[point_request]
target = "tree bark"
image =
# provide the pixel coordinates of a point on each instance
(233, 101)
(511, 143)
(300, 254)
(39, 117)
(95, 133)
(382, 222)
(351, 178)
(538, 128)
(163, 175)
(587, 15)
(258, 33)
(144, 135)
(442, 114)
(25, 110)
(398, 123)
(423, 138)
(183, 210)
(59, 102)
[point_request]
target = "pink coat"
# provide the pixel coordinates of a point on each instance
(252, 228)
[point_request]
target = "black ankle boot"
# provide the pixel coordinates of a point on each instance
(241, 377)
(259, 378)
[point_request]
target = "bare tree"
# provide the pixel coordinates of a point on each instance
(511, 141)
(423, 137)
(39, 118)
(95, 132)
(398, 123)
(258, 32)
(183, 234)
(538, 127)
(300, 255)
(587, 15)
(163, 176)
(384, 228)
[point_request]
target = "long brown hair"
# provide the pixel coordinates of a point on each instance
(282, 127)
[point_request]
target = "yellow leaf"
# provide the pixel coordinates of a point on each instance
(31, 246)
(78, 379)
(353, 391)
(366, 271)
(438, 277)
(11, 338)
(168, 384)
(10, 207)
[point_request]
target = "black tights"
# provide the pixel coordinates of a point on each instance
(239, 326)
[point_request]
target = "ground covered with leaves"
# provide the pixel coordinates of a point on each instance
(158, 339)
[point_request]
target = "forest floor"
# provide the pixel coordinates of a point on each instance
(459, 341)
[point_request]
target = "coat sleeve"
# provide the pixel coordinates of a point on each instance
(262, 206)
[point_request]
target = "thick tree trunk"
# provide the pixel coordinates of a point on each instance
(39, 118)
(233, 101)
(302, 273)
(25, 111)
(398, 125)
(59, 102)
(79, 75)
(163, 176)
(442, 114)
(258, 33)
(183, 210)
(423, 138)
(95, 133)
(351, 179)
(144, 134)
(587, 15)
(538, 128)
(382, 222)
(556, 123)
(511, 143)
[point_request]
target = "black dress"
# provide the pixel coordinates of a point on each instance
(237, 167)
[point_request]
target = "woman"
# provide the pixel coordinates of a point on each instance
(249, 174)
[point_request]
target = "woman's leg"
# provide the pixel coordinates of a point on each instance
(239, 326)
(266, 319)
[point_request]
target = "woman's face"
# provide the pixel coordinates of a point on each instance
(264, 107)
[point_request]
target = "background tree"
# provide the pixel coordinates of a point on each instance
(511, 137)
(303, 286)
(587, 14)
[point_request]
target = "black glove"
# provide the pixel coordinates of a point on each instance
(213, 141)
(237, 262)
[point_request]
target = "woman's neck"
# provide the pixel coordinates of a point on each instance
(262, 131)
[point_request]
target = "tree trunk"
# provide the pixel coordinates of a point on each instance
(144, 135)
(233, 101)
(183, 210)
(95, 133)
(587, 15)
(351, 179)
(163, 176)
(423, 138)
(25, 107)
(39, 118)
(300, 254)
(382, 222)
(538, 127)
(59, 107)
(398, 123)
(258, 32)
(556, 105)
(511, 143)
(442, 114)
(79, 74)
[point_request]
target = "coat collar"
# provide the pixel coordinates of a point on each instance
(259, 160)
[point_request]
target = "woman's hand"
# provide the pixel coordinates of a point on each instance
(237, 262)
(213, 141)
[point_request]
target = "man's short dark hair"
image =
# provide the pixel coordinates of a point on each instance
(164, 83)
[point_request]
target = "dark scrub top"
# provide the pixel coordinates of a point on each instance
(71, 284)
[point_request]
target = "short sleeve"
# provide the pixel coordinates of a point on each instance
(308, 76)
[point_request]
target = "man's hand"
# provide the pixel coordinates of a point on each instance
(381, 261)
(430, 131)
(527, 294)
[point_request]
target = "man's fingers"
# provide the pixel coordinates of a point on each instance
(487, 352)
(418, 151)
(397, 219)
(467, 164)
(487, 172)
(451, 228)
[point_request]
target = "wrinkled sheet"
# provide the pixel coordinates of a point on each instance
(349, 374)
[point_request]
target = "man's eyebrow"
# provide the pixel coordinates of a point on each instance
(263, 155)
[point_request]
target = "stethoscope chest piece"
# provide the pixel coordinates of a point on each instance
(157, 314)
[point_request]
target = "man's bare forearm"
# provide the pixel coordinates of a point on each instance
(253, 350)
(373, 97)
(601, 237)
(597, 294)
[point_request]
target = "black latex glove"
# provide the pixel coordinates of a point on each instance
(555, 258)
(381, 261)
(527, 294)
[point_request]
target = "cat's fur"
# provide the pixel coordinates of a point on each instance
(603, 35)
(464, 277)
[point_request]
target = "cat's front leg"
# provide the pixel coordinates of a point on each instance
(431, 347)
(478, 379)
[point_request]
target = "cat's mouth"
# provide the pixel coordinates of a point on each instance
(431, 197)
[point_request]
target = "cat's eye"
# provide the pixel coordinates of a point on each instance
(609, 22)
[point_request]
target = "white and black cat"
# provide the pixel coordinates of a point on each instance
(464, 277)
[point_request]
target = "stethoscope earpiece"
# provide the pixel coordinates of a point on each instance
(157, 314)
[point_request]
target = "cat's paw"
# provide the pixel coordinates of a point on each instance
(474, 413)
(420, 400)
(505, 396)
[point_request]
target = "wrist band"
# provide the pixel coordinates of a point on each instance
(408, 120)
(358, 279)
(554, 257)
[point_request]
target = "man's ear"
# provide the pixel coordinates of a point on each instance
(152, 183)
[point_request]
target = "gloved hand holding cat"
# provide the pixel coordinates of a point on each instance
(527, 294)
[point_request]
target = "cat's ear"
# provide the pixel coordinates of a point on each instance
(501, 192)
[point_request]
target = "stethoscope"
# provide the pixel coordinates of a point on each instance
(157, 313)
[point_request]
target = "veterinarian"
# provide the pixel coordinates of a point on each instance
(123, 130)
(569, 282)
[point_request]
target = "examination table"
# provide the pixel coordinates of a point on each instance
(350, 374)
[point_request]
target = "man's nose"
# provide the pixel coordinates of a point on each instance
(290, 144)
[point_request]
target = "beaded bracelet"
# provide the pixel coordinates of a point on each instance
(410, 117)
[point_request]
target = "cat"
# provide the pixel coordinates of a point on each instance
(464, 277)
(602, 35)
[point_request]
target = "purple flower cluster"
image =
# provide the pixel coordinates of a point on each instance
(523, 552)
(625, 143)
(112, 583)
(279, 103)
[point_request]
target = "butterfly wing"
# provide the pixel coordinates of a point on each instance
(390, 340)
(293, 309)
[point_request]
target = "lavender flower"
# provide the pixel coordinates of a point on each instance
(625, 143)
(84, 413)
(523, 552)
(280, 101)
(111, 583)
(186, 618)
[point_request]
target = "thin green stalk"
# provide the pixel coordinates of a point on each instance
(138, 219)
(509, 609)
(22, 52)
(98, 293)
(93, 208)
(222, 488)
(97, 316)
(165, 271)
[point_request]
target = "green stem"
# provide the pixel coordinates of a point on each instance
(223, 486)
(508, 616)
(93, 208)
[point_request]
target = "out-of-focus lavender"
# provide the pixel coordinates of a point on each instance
++++++++++++++++++++
--- Your objective ---
Which lines in the items above contain the string "tree", with case counting? Pick out every such line and copy it.

--- Completed exercise ---
target = "tree bark"
target = "bare tree"
target = "thick tree trunk"
target = "background tree"
target = "tree trunk"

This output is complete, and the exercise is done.